DATA FOR THIS TASK:
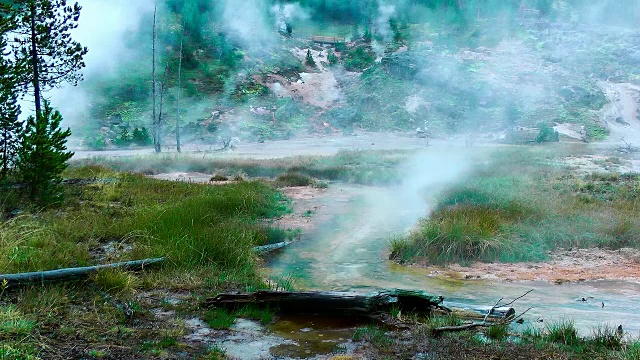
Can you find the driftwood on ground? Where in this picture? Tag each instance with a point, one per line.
(317, 302)
(489, 317)
(74, 273)
(480, 312)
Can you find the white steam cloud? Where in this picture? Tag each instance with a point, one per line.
(246, 21)
(288, 13)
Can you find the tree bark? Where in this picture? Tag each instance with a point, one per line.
(316, 302)
(35, 61)
(160, 117)
(74, 273)
(178, 148)
(154, 122)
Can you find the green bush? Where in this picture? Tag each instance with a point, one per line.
(141, 137)
(289, 179)
(547, 134)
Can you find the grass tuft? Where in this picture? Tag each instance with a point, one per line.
(561, 332)
(116, 281)
(14, 324)
(497, 332)
(290, 179)
(219, 319)
(372, 334)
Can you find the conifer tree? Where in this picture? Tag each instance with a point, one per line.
(309, 59)
(43, 154)
(10, 127)
(44, 43)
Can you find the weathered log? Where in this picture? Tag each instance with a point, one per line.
(479, 312)
(271, 247)
(318, 302)
(74, 273)
(458, 328)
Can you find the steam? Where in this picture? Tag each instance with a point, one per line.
(246, 22)
(287, 14)
(383, 28)
(105, 28)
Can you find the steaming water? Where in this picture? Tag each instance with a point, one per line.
(349, 252)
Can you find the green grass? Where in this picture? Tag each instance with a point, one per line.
(561, 332)
(521, 205)
(362, 167)
(116, 281)
(192, 225)
(497, 332)
(289, 179)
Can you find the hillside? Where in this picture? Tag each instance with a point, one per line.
(500, 73)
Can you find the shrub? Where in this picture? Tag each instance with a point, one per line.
(43, 155)
(289, 179)
(124, 139)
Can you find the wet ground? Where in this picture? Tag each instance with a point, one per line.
(346, 229)
(348, 252)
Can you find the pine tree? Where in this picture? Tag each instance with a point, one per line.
(45, 45)
(10, 127)
(43, 155)
(309, 59)
(332, 58)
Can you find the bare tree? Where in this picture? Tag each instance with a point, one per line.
(154, 121)
(179, 84)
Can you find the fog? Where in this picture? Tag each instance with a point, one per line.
(462, 86)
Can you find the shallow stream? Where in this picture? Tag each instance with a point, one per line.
(349, 252)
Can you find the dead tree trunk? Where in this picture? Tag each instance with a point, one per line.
(73, 273)
(318, 302)
(159, 125)
(156, 140)
(178, 148)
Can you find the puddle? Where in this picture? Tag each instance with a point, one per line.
(348, 252)
(314, 336)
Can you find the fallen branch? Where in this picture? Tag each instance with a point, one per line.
(74, 273)
(504, 318)
(271, 247)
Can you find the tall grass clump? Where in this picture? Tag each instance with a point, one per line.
(190, 224)
(562, 332)
(363, 167)
(520, 206)
(466, 225)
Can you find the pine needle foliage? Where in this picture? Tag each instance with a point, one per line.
(43, 154)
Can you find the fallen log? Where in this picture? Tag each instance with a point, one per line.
(481, 312)
(74, 273)
(319, 302)
(271, 247)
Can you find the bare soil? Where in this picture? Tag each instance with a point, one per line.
(564, 266)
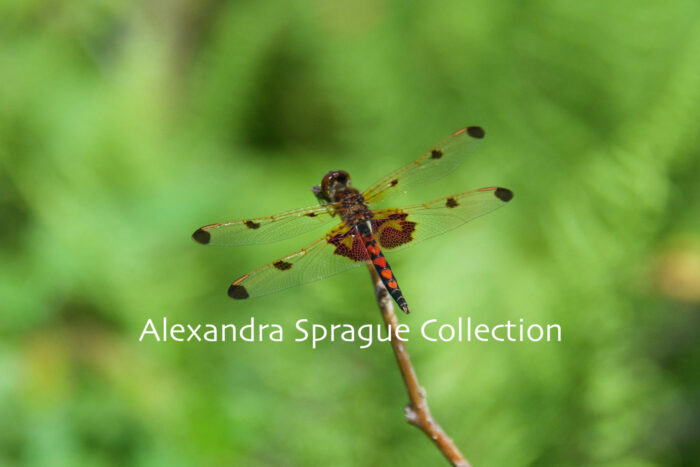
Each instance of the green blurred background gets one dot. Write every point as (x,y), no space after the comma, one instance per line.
(124,126)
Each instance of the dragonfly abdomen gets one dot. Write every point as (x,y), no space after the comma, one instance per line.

TASK OBJECTIVE: Only an exact copy belongs in the answer: the lines from the one containing "Can you find the dead" through the end of the records, both ends included, minus the pictures.

TASK OUTPUT:
Can you find the dead tree trunk? Where in this picture? Tag each instance with a point, one per line.
(73, 273)
(318, 302)
(159, 125)
(156, 140)
(178, 148)
Can you find the puddle? Where in this picture? Tag each instance with a point, one per line.
(348, 252)
(314, 336)
Can you find the fallen branch? Where in this picture? Tag each instance with a point, one per line.
(74, 273)
(504, 318)
(271, 247)
Can you find the tall grass clump? Where in this picture? Tag each instance with a point, one per line.
(190, 224)
(562, 332)
(363, 167)
(520, 206)
(466, 225)
Can you find the pine needle foliage? Where in this picture? Tag each instance with a point, one per line.
(43, 154)
Can you find the fallen log? Where in this picture? Tag each instance with a point, one per line.
(481, 312)
(74, 273)
(319, 302)
(271, 247)
Can you find the bare soil? Where in this picture? Tag each instance with a point, one per line.
(564, 266)
Each instance of the green blurred background gets one dot. Write every point as (x,y), no space after the comma, one instance per line.
(124,126)
Each instance of the dragonfly abdomen gets one dot. Write every point as (x,y), no space after the comma, one instance per line.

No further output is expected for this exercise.